* _Direction_:
From the items below, keep only the lines that contain the string "roof" and copy each one out in full.

---------- Data to use

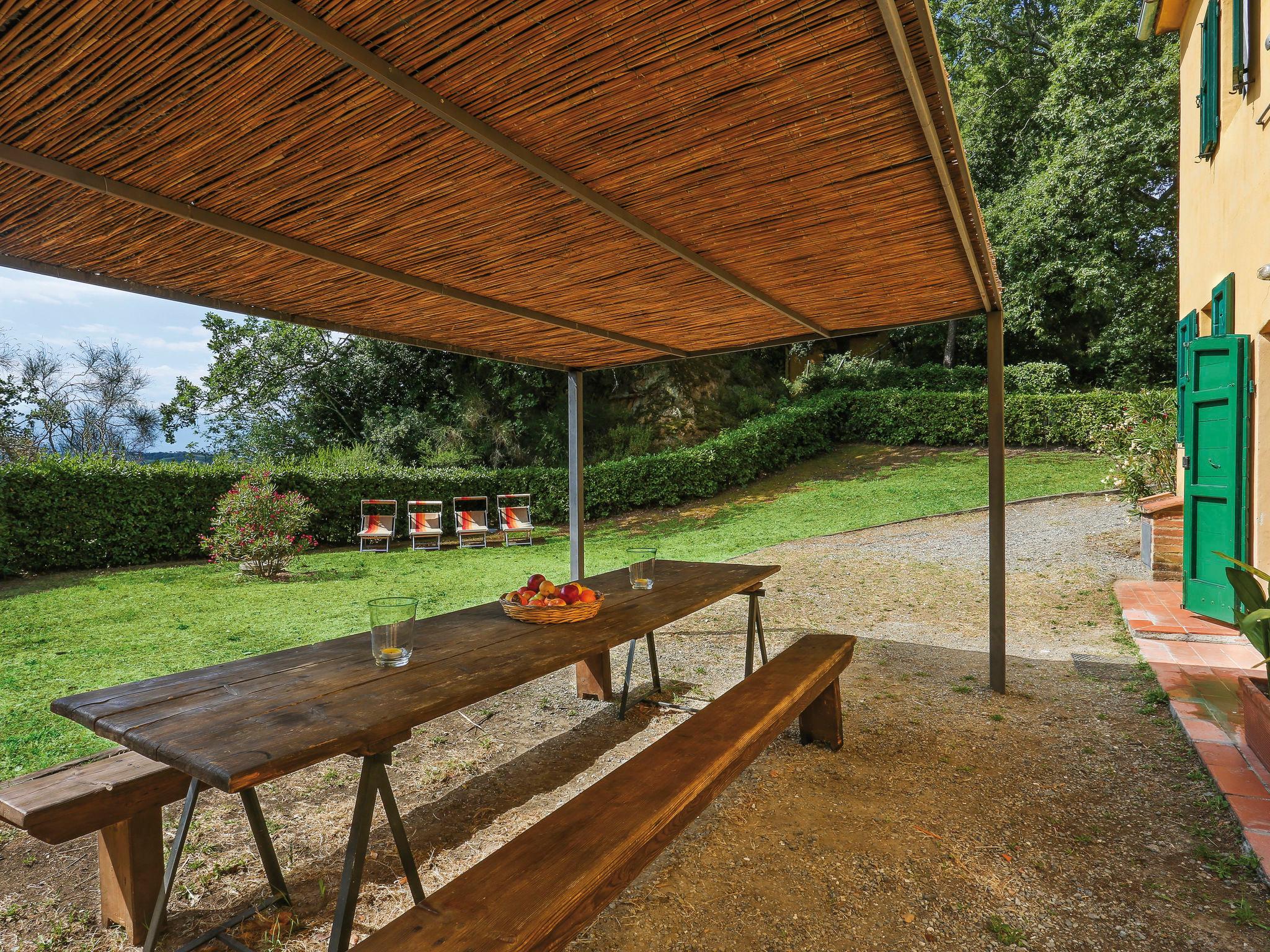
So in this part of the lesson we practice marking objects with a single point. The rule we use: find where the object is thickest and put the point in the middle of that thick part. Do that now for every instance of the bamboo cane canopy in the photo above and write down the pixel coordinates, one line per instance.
(567, 183)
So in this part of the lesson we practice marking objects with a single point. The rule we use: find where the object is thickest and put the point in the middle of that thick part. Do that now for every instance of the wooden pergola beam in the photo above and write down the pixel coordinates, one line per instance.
(220, 304)
(183, 209)
(908, 68)
(323, 35)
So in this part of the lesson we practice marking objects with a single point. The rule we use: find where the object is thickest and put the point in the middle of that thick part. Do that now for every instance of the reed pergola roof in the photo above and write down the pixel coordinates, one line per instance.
(566, 183)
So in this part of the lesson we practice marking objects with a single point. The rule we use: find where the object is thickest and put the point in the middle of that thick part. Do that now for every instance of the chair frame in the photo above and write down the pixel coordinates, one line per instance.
(515, 537)
(464, 536)
(374, 540)
(417, 506)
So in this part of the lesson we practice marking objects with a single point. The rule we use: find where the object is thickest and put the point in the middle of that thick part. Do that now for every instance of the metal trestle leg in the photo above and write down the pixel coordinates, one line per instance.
(373, 782)
(630, 664)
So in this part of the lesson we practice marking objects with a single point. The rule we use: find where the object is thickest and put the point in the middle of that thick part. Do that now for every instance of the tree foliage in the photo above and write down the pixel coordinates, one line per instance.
(87, 400)
(282, 390)
(1071, 133)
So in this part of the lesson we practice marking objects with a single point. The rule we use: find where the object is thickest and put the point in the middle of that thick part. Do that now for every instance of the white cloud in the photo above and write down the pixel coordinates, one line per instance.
(37, 289)
(162, 345)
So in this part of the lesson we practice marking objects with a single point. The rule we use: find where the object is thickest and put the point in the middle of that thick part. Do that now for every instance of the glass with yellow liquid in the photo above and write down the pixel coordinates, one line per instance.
(393, 631)
(643, 563)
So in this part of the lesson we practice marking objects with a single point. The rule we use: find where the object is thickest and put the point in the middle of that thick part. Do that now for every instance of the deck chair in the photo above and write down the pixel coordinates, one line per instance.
(424, 523)
(513, 519)
(378, 526)
(471, 521)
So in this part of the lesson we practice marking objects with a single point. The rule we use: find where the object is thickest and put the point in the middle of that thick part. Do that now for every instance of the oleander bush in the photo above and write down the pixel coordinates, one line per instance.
(92, 512)
(258, 528)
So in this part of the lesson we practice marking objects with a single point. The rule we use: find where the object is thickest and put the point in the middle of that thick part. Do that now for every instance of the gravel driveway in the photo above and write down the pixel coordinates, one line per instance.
(1067, 815)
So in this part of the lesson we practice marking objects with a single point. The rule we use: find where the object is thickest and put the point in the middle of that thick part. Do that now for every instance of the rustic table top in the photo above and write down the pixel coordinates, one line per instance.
(239, 724)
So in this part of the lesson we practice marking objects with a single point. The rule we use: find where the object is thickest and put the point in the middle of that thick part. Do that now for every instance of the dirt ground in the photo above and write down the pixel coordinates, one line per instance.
(1066, 815)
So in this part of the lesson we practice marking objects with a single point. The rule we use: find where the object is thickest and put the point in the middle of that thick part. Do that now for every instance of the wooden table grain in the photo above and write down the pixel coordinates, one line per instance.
(243, 723)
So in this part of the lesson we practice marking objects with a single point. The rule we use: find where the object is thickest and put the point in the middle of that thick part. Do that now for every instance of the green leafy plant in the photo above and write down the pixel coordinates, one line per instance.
(1253, 609)
(258, 527)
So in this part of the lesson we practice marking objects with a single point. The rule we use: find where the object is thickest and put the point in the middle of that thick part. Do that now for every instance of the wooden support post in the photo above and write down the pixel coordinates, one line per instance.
(996, 501)
(130, 860)
(595, 679)
(822, 720)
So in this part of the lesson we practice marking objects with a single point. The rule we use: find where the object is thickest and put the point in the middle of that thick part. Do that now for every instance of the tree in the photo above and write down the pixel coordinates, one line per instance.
(277, 389)
(84, 402)
(1071, 133)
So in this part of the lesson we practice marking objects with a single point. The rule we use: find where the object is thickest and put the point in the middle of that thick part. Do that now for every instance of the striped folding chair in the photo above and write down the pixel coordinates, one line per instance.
(424, 523)
(471, 521)
(513, 518)
(379, 522)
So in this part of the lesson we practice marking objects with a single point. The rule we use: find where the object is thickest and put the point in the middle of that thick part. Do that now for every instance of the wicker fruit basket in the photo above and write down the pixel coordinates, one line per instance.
(553, 615)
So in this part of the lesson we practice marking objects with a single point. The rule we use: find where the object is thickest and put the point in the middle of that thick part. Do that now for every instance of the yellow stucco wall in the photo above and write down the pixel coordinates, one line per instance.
(1225, 223)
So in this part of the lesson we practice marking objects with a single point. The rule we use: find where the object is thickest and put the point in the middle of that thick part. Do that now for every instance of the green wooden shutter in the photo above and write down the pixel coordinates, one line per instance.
(1238, 46)
(1209, 83)
(1188, 329)
(1223, 306)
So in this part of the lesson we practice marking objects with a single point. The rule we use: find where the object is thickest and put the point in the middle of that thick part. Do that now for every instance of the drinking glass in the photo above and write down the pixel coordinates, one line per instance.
(393, 630)
(643, 563)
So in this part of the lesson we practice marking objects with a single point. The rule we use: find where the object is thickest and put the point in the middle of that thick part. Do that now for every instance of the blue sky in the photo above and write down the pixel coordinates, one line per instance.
(167, 337)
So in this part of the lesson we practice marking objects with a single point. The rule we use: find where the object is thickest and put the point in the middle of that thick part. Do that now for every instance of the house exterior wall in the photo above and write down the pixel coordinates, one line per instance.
(1225, 221)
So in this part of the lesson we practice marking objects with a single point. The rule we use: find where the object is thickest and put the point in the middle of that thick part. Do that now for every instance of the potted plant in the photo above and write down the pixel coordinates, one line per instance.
(1253, 616)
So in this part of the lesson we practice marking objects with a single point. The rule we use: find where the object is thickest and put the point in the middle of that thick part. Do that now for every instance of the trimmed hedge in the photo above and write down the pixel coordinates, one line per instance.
(93, 512)
(845, 372)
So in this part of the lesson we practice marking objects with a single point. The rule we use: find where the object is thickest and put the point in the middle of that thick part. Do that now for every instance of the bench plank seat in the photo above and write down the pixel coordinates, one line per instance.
(88, 795)
(541, 889)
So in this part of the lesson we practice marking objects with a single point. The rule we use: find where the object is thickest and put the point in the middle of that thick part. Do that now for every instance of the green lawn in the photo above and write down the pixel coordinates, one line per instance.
(76, 631)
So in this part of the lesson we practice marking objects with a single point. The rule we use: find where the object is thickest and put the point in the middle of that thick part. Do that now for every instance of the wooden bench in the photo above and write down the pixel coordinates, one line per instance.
(120, 796)
(540, 890)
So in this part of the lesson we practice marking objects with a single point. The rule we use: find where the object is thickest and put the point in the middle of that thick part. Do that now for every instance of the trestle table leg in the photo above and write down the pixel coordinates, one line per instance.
(373, 782)
(265, 845)
(169, 876)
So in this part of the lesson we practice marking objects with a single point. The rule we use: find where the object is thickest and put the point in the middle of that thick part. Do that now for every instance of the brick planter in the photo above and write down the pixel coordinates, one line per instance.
(1256, 716)
(1162, 535)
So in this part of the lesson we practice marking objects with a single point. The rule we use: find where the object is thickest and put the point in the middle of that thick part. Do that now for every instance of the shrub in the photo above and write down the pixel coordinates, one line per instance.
(258, 527)
(869, 374)
(89, 512)
(1141, 443)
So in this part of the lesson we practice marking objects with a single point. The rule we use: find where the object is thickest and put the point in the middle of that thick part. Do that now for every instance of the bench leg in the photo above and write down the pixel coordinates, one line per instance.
(822, 720)
(595, 681)
(130, 860)
(750, 635)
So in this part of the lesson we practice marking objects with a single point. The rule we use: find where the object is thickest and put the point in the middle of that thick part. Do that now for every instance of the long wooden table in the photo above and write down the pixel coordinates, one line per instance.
(235, 725)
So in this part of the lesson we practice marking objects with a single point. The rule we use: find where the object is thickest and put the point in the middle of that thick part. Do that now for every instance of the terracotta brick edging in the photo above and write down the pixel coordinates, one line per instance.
(1256, 718)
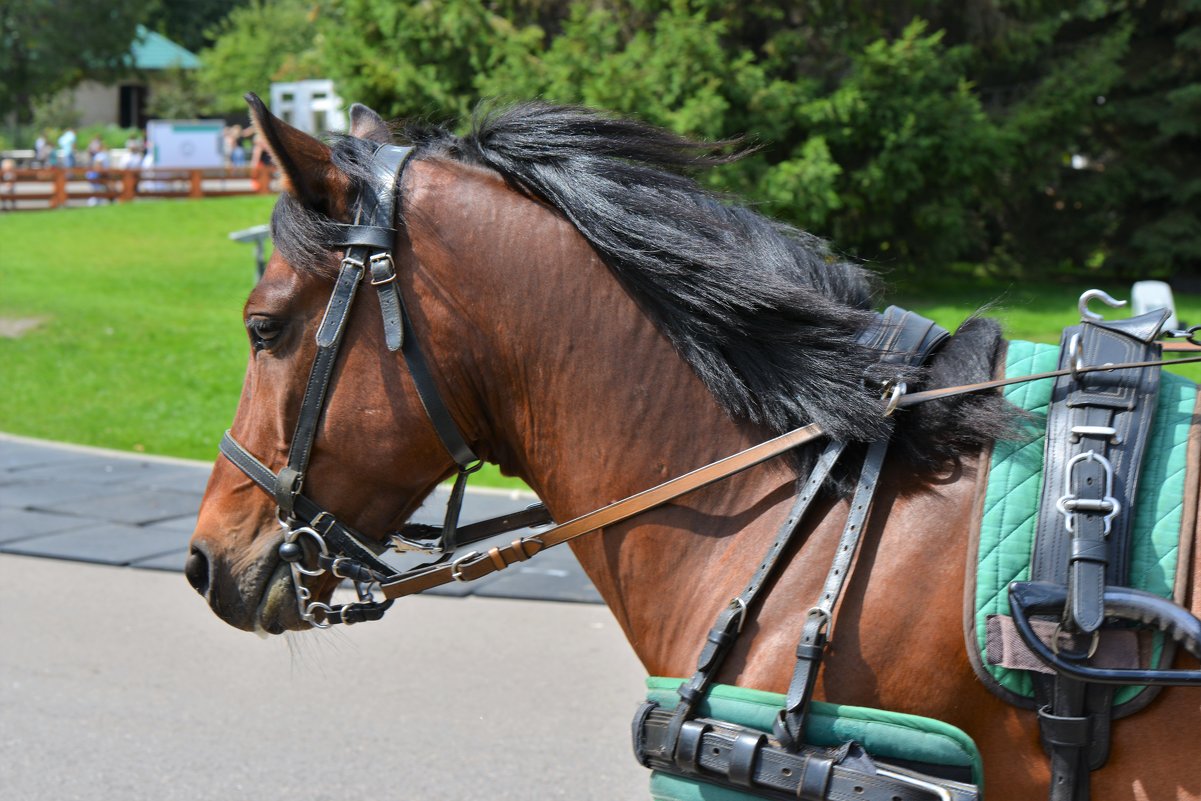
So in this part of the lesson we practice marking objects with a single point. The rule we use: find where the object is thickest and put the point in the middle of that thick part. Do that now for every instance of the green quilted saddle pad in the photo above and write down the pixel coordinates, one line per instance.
(886, 735)
(1015, 484)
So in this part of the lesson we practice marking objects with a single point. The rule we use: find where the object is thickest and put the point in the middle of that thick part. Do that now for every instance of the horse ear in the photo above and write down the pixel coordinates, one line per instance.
(365, 124)
(308, 167)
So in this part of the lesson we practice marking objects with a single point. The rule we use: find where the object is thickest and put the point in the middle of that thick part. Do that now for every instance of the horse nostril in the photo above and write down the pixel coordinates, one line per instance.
(197, 571)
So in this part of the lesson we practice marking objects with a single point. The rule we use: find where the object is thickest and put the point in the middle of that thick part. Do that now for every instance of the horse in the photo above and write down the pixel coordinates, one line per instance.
(596, 323)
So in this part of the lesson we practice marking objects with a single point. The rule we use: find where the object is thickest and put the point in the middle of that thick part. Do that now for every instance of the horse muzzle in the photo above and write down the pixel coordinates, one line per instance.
(258, 598)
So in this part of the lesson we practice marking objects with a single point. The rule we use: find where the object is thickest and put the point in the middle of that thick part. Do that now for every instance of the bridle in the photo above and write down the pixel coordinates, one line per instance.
(344, 553)
(340, 550)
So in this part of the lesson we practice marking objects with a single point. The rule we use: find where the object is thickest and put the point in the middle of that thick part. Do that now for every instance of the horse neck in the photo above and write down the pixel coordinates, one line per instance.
(574, 389)
(577, 392)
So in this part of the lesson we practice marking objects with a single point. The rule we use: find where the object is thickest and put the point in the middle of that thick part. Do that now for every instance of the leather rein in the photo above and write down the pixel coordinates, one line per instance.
(338, 549)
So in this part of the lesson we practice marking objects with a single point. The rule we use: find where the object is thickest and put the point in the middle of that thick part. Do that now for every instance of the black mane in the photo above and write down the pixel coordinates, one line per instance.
(764, 314)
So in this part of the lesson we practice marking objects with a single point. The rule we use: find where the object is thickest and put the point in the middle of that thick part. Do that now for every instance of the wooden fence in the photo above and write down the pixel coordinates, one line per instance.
(52, 187)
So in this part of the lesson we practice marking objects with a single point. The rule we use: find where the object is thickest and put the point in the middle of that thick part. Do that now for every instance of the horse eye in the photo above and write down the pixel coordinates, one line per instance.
(263, 332)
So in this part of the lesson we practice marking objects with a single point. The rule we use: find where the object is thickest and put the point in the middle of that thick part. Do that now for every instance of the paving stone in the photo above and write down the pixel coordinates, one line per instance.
(186, 524)
(108, 544)
(117, 471)
(19, 524)
(172, 562)
(15, 455)
(137, 508)
(542, 583)
(49, 495)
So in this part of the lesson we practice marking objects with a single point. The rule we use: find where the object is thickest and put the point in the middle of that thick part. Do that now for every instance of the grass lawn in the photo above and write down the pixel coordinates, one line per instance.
(136, 342)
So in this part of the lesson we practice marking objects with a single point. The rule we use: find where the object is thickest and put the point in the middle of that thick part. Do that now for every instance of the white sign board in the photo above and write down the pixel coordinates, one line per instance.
(185, 143)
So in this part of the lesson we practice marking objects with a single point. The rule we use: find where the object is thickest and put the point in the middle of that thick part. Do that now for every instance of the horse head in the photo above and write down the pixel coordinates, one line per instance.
(376, 453)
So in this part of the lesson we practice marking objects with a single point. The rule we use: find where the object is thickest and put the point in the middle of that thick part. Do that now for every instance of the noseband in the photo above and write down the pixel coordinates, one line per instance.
(340, 550)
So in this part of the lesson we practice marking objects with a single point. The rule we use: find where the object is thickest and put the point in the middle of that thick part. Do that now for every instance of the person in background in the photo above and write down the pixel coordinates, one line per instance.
(7, 184)
(231, 139)
(96, 151)
(42, 150)
(261, 166)
(66, 148)
(135, 148)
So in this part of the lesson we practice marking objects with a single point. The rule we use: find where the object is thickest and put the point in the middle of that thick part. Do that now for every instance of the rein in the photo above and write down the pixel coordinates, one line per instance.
(347, 554)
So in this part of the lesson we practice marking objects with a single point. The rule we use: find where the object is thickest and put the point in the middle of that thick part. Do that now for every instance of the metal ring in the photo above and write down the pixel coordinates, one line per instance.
(1092, 645)
(294, 535)
(1095, 294)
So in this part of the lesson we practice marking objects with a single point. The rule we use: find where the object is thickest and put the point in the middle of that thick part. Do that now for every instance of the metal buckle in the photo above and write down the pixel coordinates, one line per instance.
(1069, 504)
(378, 258)
(741, 605)
(1075, 356)
(1107, 431)
(940, 793)
(455, 573)
(401, 544)
(892, 390)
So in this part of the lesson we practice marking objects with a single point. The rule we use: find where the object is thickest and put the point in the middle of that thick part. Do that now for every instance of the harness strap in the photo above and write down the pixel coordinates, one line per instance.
(746, 758)
(476, 565)
(1098, 426)
(816, 634)
(729, 621)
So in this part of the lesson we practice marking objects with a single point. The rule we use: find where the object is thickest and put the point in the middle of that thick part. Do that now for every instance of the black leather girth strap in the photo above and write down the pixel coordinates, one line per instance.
(790, 722)
(1098, 426)
(730, 620)
(751, 760)
(1097, 434)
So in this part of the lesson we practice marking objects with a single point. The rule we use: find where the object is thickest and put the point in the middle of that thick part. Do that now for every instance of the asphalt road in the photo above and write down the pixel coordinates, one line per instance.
(120, 685)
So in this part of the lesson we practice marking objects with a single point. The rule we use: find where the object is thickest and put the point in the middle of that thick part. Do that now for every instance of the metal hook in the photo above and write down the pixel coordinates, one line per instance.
(1097, 294)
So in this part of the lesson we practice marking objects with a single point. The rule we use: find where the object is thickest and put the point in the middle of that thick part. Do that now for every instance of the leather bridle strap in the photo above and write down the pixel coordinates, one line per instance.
(368, 244)
(476, 565)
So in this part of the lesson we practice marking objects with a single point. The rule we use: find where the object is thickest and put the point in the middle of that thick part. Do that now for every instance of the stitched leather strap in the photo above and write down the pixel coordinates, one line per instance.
(735, 755)
(790, 723)
(476, 566)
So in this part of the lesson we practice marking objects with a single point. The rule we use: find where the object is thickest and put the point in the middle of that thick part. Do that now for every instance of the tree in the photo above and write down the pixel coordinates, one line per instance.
(1025, 136)
(257, 43)
(191, 23)
(49, 45)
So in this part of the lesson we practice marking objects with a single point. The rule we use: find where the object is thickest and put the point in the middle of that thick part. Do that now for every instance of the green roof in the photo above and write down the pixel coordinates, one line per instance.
(154, 51)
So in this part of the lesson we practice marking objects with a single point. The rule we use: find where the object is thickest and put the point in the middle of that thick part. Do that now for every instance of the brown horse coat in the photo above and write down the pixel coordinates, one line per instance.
(553, 370)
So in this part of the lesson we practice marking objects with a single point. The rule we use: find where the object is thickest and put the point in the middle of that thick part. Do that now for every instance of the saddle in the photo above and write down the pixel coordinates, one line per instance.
(1058, 615)
(1097, 508)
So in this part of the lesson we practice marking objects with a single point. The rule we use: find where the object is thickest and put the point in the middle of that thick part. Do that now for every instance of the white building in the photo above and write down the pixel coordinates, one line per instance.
(311, 106)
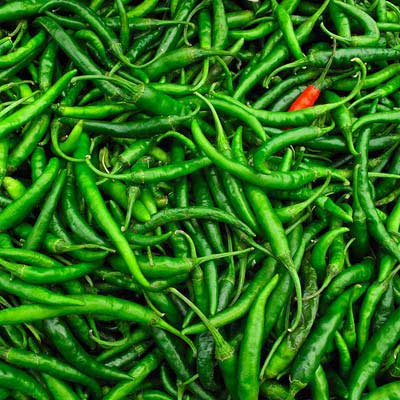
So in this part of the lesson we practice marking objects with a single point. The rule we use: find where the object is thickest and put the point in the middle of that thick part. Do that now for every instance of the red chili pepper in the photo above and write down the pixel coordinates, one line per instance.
(311, 93)
(306, 99)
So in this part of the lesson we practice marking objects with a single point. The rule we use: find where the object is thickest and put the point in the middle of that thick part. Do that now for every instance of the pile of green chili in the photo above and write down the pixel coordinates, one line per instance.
(199, 199)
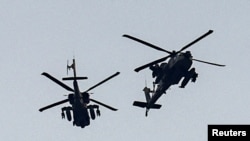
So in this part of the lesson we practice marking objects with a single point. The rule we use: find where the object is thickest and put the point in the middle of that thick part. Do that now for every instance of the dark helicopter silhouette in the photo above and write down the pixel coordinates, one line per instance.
(167, 74)
(79, 101)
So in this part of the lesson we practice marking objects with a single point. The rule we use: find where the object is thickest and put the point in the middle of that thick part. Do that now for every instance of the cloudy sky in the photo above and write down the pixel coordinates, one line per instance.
(41, 35)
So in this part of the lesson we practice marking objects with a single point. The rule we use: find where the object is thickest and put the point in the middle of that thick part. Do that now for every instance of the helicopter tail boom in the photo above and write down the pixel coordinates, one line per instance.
(74, 78)
(144, 105)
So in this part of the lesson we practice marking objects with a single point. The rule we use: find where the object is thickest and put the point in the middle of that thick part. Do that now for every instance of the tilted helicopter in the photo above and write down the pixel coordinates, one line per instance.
(167, 74)
(79, 101)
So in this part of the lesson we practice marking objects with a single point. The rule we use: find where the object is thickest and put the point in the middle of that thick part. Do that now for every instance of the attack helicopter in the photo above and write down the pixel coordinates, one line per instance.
(167, 74)
(79, 101)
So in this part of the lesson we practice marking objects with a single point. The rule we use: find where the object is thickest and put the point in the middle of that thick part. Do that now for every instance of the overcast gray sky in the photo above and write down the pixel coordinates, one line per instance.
(41, 35)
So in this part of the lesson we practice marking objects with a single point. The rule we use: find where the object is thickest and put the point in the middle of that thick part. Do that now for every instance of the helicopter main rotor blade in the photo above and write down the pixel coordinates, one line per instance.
(104, 105)
(146, 43)
(151, 63)
(58, 82)
(209, 63)
(117, 73)
(195, 41)
(53, 105)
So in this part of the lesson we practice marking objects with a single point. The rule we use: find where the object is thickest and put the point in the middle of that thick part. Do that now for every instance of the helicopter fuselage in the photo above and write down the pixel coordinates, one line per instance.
(79, 107)
(172, 72)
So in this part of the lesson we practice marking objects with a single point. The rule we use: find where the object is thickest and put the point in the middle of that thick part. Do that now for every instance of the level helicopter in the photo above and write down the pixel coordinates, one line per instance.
(177, 68)
(79, 101)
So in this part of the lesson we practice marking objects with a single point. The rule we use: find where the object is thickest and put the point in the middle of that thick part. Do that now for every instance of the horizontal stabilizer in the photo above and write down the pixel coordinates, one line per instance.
(140, 104)
(144, 104)
(75, 78)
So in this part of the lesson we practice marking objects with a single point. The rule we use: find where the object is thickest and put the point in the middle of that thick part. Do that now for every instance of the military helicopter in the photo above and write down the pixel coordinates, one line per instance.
(170, 73)
(79, 101)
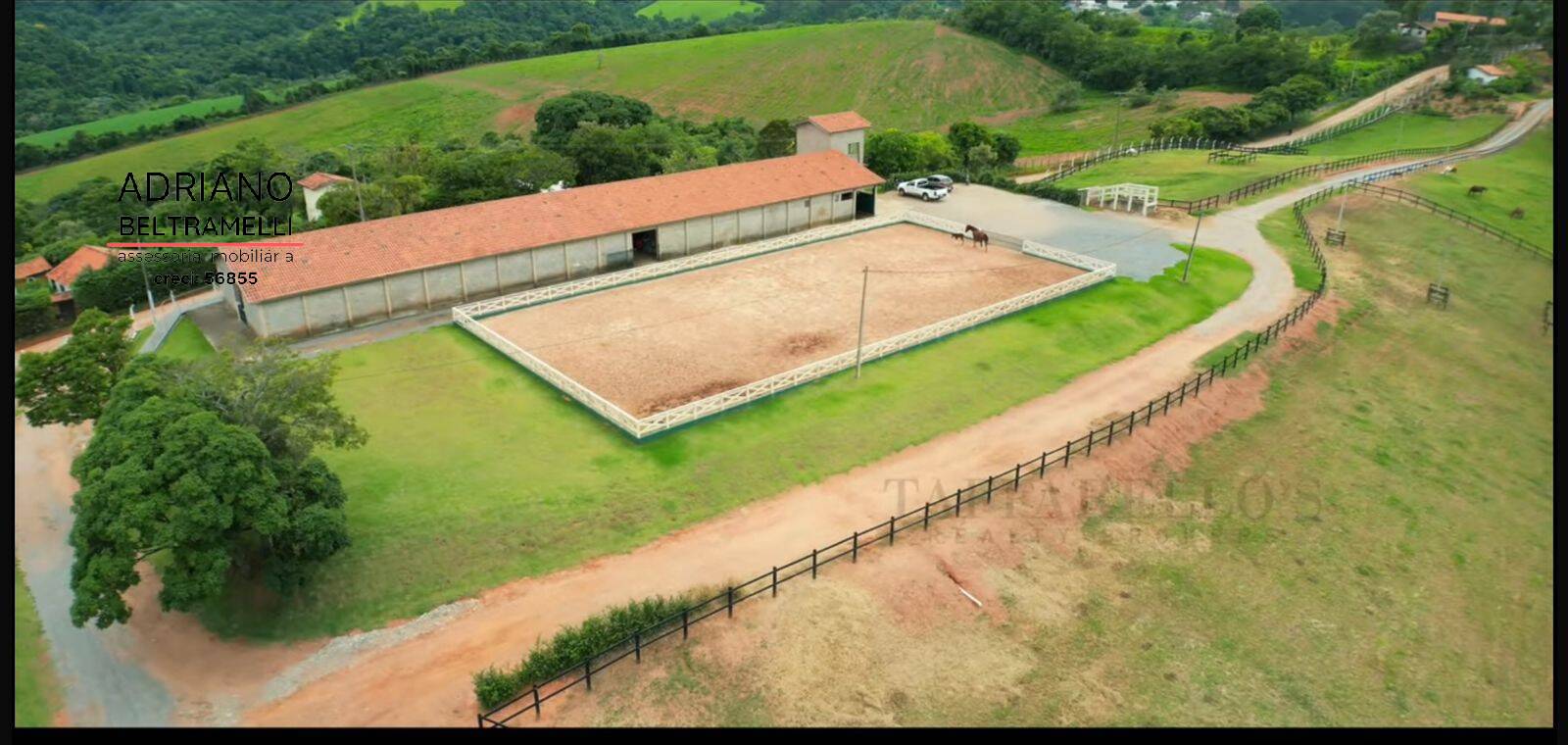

--------------------

* _Correct result_:
So in this part of the lesson we practice marking objects with a single point. The rule we use: find where the object is thickest and put the point in the middle of that thick part. Do that now for every instance of the reed pergola roof in the photo above and write down the pixel coordinates, one line per instance.
So in this part of the lesson we practice marking objects with a single point. The rule we use: find where the object is thickest and put the point in the middle of that thick part. Do that now for every instance of the green roof in the photo above and write down the pixel coordinates, one line per instance.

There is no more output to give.